Problem requirements
Return each line of the records with nothing changed, pictures excepted.

Input material
§ §
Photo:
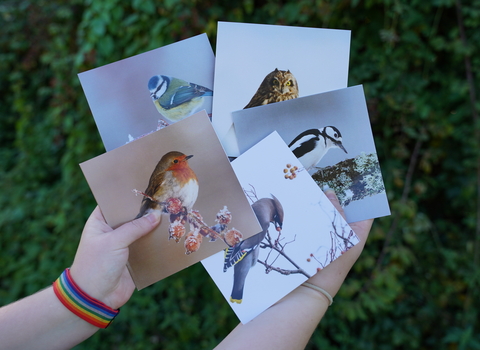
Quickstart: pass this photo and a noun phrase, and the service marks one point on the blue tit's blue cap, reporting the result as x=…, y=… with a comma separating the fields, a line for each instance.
x=153, y=82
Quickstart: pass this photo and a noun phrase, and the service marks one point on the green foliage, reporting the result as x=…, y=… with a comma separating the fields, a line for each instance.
x=416, y=284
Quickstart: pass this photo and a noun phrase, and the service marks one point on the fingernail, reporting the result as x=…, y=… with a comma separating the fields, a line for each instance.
x=153, y=217
x=330, y=193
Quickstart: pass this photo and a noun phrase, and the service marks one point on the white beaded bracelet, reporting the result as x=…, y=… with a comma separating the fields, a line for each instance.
x=321, y=290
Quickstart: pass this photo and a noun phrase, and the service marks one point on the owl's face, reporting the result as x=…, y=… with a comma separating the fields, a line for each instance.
x=279, y=85
x=284, y=83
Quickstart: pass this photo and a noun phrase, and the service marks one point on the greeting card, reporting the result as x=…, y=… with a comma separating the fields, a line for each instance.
x=181, y=171
x=330, y=133
x=258, y=64
x=301, y=231
x=141, y=94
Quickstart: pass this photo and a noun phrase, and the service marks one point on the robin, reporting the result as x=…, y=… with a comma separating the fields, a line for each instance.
x=172, y=179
§ §
Task solution
Photo:
Quickstart: pass this photo and a noun phrase, and the service marks one point on the blue tit's blue cap, reporting the result as x=…, y=… with a comma separating the fields, a line for each instance.
x=153, y=82
Quickstart: pass this photo and a noun phrase, and the service marks one point on the green foliage, reporting the result as x=…, y=… with a comma separating the fields, a line for each instance.
x=416, y=284
Quickstart: pass this photo and a noun phrase, and the service marks one point on the fingernail, reporting the result as x=…, y=… with a comma separating the fields, a line for each instance.
x=153, y=217
x=330, y=193
Quickstart: pass this photo and a noun phrase, and the service marks one point on the white beaded bracelet, reporting the result as x=…, y=… with a comma separating the fields, a line for each instance.
x=321, y=290
Quickstart: pass this photo and a noun phrase, and the service marks one point on the owl's face, reporting the result as x=…, y=… with a comma separating the fields, a line for each instance.
x=279, y=85
x=284, y=83
Quickstart: pass this photo and a noun phrase, and the service marks one point on the greeting card, reporting the result as x=…, y=… with a comma separating the fields, a line for each instance.
x=181, y=171
x=330, y=133
x=258, y=64
x=301, y=231
x=141, y=94
Quickstart: pass this photo and a noun phrase, and the service marks one point on the robin, reporting the result as x=…, y=… with a comma separating the fields, a line for each instance.
x=172, y=179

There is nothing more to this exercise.